-- Working data start --

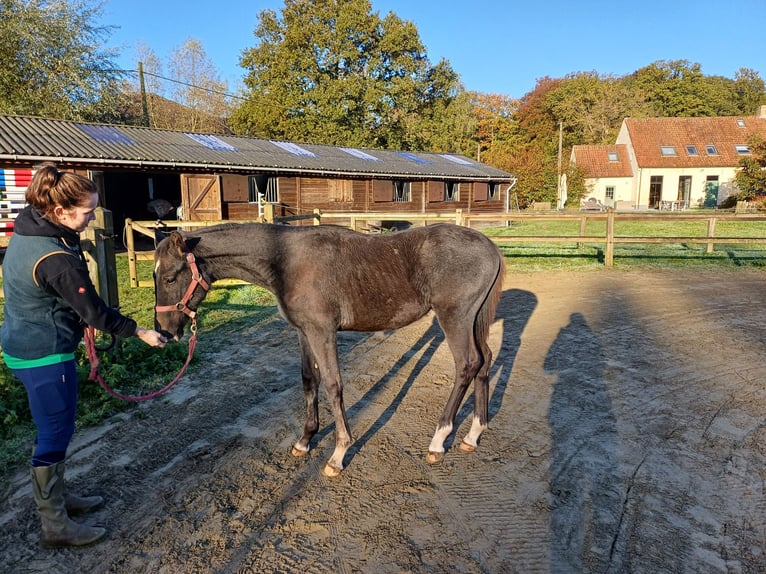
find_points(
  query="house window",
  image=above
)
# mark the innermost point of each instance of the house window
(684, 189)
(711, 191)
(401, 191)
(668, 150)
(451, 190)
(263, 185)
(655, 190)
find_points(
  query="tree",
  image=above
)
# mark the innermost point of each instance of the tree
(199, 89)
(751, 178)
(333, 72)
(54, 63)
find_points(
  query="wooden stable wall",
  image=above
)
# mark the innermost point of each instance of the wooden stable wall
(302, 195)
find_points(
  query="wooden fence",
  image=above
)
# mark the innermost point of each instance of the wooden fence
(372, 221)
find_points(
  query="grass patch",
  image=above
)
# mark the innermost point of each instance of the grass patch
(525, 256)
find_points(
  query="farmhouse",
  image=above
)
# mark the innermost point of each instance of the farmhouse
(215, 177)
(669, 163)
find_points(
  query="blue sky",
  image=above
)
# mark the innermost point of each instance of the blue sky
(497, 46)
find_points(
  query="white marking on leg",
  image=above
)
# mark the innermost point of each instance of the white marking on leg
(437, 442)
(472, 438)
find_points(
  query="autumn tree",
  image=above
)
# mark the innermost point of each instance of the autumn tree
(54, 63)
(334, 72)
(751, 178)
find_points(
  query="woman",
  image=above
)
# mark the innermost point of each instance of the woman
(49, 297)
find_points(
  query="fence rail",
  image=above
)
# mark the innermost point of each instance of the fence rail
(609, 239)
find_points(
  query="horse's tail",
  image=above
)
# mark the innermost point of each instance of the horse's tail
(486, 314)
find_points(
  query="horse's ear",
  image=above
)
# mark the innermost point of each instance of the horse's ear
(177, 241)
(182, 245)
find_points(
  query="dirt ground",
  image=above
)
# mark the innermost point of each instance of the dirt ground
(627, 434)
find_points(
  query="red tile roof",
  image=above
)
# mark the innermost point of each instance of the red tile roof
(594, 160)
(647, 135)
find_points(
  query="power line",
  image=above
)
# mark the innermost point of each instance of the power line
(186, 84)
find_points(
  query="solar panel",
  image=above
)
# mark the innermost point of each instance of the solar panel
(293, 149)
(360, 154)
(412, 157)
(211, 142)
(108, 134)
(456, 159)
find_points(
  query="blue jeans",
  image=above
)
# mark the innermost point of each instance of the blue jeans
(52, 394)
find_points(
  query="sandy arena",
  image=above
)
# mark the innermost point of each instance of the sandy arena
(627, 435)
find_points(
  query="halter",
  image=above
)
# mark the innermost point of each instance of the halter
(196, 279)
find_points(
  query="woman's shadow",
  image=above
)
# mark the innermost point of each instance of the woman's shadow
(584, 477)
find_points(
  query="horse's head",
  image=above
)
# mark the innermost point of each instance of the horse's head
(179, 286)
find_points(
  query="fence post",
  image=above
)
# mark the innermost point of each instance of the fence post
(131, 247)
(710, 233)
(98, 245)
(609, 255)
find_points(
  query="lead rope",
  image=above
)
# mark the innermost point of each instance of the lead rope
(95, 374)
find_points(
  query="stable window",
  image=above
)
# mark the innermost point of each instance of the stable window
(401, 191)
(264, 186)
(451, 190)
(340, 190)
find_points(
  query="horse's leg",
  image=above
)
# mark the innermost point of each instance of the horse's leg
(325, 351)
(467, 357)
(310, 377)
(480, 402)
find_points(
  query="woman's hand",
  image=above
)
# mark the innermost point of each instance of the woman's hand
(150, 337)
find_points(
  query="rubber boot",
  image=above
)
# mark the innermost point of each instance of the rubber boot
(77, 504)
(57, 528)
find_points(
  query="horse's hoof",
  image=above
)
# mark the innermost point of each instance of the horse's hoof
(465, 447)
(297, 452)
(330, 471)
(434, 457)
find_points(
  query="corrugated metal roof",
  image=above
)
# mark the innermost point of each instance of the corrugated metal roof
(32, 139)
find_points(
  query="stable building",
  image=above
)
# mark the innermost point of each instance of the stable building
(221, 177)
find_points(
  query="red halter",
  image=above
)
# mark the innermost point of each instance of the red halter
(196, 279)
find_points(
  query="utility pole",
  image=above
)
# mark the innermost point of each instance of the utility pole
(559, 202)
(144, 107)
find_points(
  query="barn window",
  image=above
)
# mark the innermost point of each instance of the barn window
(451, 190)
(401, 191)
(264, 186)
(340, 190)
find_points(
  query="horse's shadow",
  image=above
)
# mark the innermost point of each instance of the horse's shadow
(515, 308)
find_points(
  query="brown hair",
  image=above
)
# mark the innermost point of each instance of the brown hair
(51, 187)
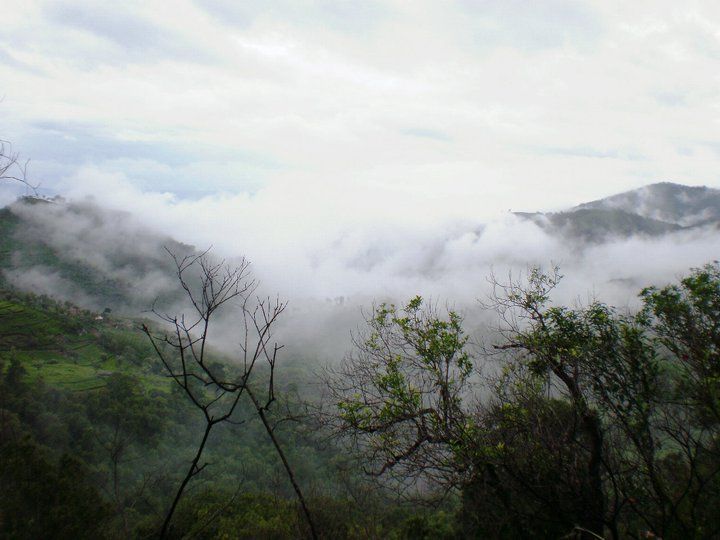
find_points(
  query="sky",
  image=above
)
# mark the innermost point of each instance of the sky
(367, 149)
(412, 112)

-- Working data end --
-- Working data start --

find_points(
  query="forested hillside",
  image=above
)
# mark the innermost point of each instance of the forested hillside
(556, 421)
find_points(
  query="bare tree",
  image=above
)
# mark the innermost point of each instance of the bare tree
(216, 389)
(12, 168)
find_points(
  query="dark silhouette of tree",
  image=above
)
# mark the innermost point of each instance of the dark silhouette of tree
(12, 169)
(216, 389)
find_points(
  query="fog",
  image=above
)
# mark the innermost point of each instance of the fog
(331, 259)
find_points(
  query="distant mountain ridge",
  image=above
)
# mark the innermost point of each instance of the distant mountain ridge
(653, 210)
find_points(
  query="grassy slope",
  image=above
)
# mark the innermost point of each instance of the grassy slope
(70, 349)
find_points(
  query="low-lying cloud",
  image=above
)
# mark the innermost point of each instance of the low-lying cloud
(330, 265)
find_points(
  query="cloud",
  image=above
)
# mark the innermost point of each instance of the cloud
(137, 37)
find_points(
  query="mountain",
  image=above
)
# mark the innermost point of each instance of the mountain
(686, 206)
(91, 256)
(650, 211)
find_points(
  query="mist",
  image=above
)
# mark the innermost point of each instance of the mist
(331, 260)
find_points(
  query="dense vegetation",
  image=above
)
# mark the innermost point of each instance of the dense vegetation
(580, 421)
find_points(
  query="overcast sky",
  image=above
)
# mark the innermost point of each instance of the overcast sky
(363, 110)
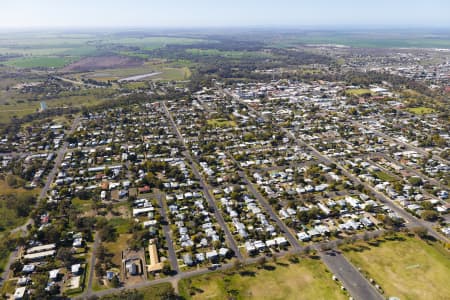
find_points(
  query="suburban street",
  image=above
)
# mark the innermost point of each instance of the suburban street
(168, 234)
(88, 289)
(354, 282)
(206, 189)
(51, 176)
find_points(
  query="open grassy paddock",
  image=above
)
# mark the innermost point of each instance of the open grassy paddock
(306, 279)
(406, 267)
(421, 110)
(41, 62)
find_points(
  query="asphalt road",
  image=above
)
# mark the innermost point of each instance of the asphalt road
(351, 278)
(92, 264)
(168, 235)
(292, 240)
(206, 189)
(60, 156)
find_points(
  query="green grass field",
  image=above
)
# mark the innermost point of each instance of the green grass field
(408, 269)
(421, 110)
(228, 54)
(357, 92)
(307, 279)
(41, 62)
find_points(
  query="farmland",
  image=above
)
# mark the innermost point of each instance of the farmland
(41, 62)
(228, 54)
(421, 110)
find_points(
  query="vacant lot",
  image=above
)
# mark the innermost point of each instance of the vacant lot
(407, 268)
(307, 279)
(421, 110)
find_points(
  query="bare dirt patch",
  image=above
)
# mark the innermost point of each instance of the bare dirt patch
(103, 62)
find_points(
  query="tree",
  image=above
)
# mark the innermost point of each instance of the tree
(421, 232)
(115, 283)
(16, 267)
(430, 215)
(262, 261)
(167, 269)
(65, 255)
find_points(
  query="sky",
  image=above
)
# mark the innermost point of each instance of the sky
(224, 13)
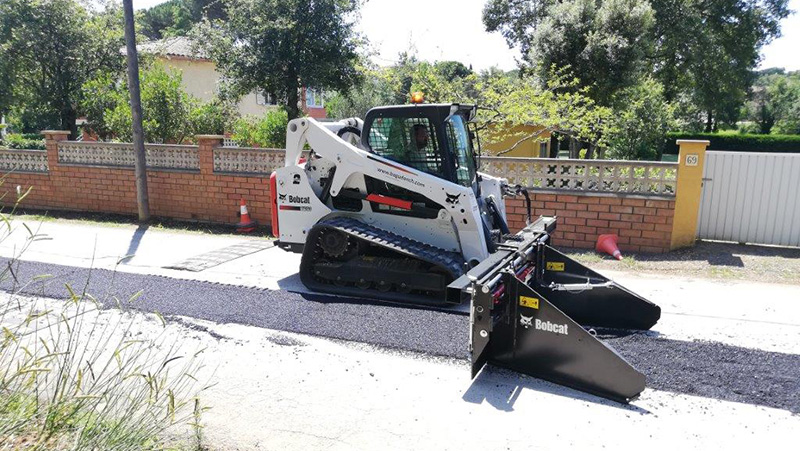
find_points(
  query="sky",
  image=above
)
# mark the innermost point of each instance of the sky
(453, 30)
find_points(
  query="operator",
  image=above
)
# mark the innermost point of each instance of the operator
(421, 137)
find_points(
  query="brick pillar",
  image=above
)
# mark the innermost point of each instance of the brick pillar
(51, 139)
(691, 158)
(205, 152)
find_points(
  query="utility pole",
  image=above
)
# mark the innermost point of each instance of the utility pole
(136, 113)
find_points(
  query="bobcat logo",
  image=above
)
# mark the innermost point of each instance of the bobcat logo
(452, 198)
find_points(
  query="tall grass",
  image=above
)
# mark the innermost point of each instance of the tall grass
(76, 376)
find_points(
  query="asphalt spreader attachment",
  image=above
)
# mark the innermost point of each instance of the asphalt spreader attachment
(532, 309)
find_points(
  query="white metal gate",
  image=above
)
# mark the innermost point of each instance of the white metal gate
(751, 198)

-- Working data end --

» Exercise:
Collect every line in the records above that contains the string "mist". Case counts.

» The completed task:
  query="mist",
# mark the innermost point of each instance of the mist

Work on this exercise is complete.